#### What you will do
Could you switch "reports the position" to "gives the location" wherever it occurs in the rows below, leaving everything else unchanged?

#### Supplied entries
-----

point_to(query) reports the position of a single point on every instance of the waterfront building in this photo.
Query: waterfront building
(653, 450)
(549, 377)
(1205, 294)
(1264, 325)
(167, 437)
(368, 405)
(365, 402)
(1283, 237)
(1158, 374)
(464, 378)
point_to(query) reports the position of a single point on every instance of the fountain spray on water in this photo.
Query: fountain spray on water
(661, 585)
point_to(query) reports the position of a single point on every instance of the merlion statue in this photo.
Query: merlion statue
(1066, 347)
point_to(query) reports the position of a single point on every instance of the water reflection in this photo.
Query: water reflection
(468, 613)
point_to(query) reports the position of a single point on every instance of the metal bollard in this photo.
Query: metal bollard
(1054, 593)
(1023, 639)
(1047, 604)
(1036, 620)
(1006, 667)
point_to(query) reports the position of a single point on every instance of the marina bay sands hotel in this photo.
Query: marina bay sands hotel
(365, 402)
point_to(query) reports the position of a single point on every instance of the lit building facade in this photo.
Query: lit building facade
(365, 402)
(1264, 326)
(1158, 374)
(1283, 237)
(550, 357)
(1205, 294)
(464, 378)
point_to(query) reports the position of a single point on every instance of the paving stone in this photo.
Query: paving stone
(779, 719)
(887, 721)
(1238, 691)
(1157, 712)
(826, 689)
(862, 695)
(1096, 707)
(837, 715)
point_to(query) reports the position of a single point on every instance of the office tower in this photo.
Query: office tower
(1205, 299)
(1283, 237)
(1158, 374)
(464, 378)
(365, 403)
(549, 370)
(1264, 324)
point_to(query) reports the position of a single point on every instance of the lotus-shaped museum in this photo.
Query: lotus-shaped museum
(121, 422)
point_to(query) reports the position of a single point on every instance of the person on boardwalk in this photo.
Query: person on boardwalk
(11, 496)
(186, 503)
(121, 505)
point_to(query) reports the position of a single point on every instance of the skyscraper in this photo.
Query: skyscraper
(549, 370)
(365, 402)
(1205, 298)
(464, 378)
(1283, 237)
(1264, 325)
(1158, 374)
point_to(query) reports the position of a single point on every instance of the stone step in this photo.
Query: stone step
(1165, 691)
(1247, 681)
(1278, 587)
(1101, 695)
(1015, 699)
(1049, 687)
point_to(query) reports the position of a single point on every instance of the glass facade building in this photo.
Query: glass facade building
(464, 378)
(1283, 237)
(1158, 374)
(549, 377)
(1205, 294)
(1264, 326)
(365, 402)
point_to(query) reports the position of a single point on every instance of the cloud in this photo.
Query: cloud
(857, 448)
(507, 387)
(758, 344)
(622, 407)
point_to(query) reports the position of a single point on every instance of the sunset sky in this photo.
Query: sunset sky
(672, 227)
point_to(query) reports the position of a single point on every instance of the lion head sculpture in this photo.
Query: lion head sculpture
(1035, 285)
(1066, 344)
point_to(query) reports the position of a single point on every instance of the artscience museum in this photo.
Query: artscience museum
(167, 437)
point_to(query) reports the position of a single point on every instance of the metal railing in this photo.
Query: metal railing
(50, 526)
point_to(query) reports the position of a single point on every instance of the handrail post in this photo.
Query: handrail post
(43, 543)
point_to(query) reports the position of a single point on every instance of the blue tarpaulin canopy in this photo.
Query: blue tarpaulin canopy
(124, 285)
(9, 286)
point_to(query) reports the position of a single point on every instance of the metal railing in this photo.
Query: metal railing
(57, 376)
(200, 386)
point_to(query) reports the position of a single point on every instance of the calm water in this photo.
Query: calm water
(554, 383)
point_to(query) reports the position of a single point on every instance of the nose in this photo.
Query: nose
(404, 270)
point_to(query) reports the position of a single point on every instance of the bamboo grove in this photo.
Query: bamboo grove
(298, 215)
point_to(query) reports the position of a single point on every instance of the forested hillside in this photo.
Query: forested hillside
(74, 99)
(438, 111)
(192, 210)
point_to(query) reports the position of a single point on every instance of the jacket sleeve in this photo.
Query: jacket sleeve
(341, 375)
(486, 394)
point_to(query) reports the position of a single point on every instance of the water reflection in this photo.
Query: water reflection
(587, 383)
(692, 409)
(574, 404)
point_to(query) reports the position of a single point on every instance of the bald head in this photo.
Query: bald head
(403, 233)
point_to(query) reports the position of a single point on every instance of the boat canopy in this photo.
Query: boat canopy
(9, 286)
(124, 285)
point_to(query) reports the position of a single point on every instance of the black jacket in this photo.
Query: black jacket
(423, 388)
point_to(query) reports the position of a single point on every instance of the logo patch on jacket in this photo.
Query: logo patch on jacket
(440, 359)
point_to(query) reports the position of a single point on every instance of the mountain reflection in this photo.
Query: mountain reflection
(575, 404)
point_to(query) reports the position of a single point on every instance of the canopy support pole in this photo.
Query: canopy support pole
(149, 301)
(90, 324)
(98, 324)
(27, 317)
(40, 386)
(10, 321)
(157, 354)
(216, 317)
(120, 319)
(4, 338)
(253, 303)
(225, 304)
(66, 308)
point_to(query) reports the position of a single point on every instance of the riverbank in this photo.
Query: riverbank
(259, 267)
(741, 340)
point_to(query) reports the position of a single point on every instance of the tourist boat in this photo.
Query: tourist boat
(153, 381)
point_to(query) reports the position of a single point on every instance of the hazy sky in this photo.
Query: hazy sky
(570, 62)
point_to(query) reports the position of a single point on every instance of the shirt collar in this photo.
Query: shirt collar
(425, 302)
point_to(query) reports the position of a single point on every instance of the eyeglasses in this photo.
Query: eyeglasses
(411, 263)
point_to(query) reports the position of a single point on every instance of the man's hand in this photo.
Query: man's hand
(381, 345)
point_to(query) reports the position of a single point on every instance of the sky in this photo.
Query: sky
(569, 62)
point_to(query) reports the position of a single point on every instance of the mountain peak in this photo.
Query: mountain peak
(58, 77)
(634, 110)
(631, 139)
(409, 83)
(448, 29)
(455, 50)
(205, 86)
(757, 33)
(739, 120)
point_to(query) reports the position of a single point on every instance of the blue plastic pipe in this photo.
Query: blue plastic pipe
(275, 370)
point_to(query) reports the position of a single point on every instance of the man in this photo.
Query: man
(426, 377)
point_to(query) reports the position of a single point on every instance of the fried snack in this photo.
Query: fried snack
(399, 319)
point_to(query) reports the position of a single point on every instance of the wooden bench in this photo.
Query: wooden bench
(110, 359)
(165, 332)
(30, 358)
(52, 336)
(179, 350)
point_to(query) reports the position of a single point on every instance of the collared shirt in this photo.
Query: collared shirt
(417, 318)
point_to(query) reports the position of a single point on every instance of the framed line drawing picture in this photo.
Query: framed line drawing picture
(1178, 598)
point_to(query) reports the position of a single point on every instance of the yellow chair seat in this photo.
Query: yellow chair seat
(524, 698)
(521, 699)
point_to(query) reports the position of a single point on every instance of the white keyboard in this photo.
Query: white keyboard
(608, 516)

-----

#### Finished task
point_to(query) gives the location of a single point on every instance of the waterfront building in this photo.
Query: waterfront building
(653, 450)
(549, 377)
(1205, 294)
(1264, 325)
(167, 437)
(368, 405)
(365, 402)
(1283, 237)
(1158, 374)
(464, 378)
point_to(query) gives the location of a single point on every instance of the fountain spray on water in this photo.
Query: fountain spray on water
(661, 585)
point_to(query) gives the location of a single point on every instance of the merlion statue in this photo.
Query: merlion statue
(1066, 347)
point_to(query) gives the location of a single point on every instance of the water reflection in this photo.
Query: water reflection
(468, 613)
point_to(query) gives the location of a single point on every instance of the metal bollard in this photo.
Query: metal bollard
(1054, 593)
(1023, 639)
(1047, 604)
(1036, 620)
(1006, 667)
point_to(query) gives the location of a single point on every instance of the marina bay sands hotel in this photo.
Query: marina bay sands hotel
(365, 402)
point_to(query) gives the location of a single point on every instance of the lit building facade in this photo.
Query: lit building facade
(365, 402)
(1264, 326)
(1158, 374)
(1283, 237)
(550, 357)
(1205, 294)
(464, 378)
point_to(query) gives the location of a single point on every instance of the paving stone in this photo.
Query: paving stone
(779, 719)
(887, 721)
(1238, 691)
(1157, 712)
(826, 689)
(862, 695)
(1096, 707)
(837, 715)
point_to(query) gives the location of a single point on every instance of the office tower in this photo.
Query: office tower
(1205, 299)
(1283, 237)
(1158, 374)
(464, 378)
(365, 403)
(549, 370)
(1264, 324)
point_to(query) gives the location of a single point on every instance of the lotus-shaped museum in this photo.
Query: lotus-shaped museum
(121, 422)
point_to(query) gives the location of a single point on every instance of the person on boardwalk in this photo.
Query: person on boardwalk
(11, 496)
(186, 503)
(121, 505)
point_to(query) gives the location of a single point on every instance of the skyscraper in this photo.
Query: skyscraper
(549, 370)
(365, 402)
(1205, 298)
(464, 378)
(1283, 237)
(1264, 325)
(1158, 374)
point_to(query) gives the location of a single point on every instance of the stone step in this photo.
Query: stone step
(1165, 691)
(1247, 681)
(1278, 587)
(1101, 695)
(1015, 699)
(1049, 687)
point_to(query) gives the location of a single point on every instance of the glass facade building in this photo.
Query: glass facade building
(464, 378)
(1283, 237)
(1158, 374)
(549, 377)
(1205, 294)
(1264, 326)
(365, 402)
point_to(query) gives the location of a single point on every instance of the cloud in this photo.
Query: cloud
(857, 448)
(507, 387)
(758, 344)
(622, 407)
point_to(query) gives the location of a single point on every instance of the sunset sky in this photo.
Query: sunset sky
(672, 227)
point_to(query) gives the location of a single point on every instance of the lion head sculpture in this photo.
Query: lion head sculpture
(1035, 285)
(1066, 344)
point_to(query) gives the location of a single point on every instance of the artscience museum in this photo.
Query: artscience museum
(167, 437)
point_to(query) gives the location of a single point on every instance of the metal railing in this photo.
Query: metal railing
(50, 526)
point_to(query) gives the location of a single point on every instance of the handrail post in this photo.
Query: handrail post
(43, 543)
point_to(query) gives the location of a single point on every instance of the blue tarpaulin canopy in this photo.
Query: blue tarpaulin canopy
(124, 285)
(9, 286)
point_to(query) gives the location of a single point on every instance of the metal railing in this photo.
Query: metal railing
(57, 376)
(200, 386)
point_to(query) gives the location of a single point on every instance of the calm water in this photo.
Query: calm water
(554, 383)
point_to(query) gives the location of a single point on every instance of the nose in this photo.
Query: nose
(404, 270)
point_to(query) gives the location of a single point on every instance of the bamboo grove in this photo.
Query: bamboo grove
(298, 215)
point_to(query) gives the location of a single point on every instance of the forested hillside in this photo.
Query: forested hillside
(74, 99)
(438, 111)
(192, 210)
point_to(query) gives the location of a single point on every instance of the jacket sleeve in this photo.
Query: jacket sleeve
(341, 375)
(486, 394)
point_to(query) gives the location of a single point on every instance of the water reflection in this photo.
Query: water reflection
(587, 383)
(692, 409)
(574, 404)
point_to(query) gives the location of a single point on every instance of the bald head in this photo.
Query: bald head
(403, 233)
point_to(query) gives the location of a single point on every instance of the boat canopy in this photo.
Query: boat canopy
(9, 286)
(124, 285)
point_to(query) gives the location of a single point on every instance of the black jacket in this photo.
Query: black jacket
(423, 388)
point_to(query) gives the location of a single point on every instance of the logo patch on jacket in this photo.
Query: logo patch on jacket
(440, 359)
point_to(query) gives the location of a single point on every instance of the mountain reflection in this photo.
Query: mountain reflection
(575, 404)
point_to(query) gives the location of a single point on every instance of the canopy support pole in this photo.
Query: canopy support pole
(149, 301)
(90, 324)
(98, 324)
(27, 317)
(40, 386)
(10, 321)
(157, 354)
(216, 317)
(120, 319)
(4, 338)
(253, 303)
(225, 304)
(66, 308)
point_to(query) gives the location of a single point on every instance of the riverbank in this photo.
Query: riverbank
(259, 267)
(741, 340)
point_to(query) gives the location of a single point on every instance of the tourist boat in this photo.
Query: tourist boat
(153, 381)
point_to(query) gives the location of a single point on every instance of the hazy sky in this photo.
Query: hazy sky
(570, 62)
point_to(query) gives the location of a single point on every instance of the shirt collar in this photo.
Query: shirt collar
(425, 302)
point_to(query) gives the location of a single point on every instance of the eyeglasses in this photo.
Query: eyeglasses
(411, 263)
point_to(query) gives the location of a single point on every instance of the man's hand in this photo.
Query: man's hand
(381, 345)
point_to(query) gives the location of a single point on every instance of the sky in this photo.
Query: sky
(569, 62)
point_to(query) gives the location of a single point on every instance of the mountain peak in this photo.
Query: mountain peak
(58, 77)
(634, 110)
(631, 139)
(409, 83)
(448, 29)
(455, 50)
(205, 86)
(757, 33)
(739, 120)
point_to(query) gives the location of a single point on every instance of the blue plastic pipe in this photo.
Query: blue plastic pipe
(275, 370)
point_to(query) gives the location of a single point on every instance of the man in this photo.
Query: man
(426, 377)
point_to(query) gives the location of a single point on every instance of the fried snack in this photo.
Query: fried snack
(399, 319)
point_to(query) gives the location of a single point on every instance of the wooden bench in this photo.
Query: wooden bench
(110, 359)
(165, 332)
(30, 358)
(52, 336)
(179, 350)
point_to(query) gives the location of a single point on every instance of the collared shirt in this photo.
Query: collared shirt
(417, 318)
point_to(query) gives the location of a single point on every instance of the framed line drawing picture in this photo.
Query: framed line drawing picture
(1178, 598)
point_to(query) gives the location of a single point on every instance of the yellow chair seat in this photo.
Query: yellow chair seat
(524, 698)
(521, 699)
point_to(query) gives the location of a single point on every instance of the white keyboard in this photo.
Query: white keyboard
(608, 516)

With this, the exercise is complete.